>>>
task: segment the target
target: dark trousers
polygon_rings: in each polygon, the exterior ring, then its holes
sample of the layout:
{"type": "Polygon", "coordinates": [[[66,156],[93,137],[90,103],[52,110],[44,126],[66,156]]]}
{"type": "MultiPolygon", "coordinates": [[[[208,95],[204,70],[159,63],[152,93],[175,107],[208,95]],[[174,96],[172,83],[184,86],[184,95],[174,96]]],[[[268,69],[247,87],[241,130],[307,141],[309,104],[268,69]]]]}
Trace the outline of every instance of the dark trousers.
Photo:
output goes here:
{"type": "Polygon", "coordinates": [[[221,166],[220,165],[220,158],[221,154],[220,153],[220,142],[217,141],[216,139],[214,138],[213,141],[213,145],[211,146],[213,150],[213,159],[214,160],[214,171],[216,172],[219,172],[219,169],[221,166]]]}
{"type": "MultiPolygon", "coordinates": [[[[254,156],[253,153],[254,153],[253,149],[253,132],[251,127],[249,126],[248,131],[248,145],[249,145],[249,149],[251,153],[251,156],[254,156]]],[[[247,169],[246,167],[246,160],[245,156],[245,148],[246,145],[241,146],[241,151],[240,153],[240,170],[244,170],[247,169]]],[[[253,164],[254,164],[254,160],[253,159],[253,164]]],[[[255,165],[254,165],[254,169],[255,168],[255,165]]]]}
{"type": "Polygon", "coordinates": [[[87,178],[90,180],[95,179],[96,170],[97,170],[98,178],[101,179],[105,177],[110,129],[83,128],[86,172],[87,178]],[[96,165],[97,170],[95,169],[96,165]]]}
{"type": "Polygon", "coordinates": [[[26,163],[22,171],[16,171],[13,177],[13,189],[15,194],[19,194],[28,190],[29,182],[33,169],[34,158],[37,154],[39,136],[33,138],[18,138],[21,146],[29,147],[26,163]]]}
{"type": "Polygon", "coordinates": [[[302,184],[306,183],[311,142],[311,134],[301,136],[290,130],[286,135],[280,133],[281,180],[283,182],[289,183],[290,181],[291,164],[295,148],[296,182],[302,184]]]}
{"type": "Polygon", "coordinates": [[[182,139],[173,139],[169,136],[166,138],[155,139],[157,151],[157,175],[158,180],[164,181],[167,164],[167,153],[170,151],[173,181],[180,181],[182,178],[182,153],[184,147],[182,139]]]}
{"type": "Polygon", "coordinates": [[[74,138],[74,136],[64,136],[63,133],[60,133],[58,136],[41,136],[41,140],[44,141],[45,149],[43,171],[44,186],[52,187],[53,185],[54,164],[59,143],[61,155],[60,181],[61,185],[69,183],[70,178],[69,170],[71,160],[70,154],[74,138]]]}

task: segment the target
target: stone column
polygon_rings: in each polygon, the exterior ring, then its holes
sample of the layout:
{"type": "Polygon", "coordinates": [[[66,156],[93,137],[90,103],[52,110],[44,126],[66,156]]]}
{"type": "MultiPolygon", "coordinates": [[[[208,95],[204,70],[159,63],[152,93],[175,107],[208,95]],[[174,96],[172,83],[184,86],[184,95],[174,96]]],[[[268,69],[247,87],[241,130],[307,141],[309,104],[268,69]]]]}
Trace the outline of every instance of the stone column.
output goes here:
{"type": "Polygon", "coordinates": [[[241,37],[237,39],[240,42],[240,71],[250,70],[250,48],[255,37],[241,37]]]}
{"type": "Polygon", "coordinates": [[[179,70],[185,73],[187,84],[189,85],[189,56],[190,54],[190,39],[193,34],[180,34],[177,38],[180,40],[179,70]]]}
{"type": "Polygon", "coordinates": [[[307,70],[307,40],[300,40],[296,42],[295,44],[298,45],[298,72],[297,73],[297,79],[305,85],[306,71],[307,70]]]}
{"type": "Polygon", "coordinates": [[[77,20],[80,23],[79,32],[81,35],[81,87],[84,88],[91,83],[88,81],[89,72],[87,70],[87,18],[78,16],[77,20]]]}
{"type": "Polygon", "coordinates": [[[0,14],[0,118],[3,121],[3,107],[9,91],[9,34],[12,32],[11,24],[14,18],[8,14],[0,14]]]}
<<<
→ **Exercise instructions**:
Which lines in the items above contain the word "Trace"? Copy each of those lines in full.

→ **Solution to this exercise**:
Trace the outline of every instance of the dark trousers.
Trace the outline of every instance of the stone column.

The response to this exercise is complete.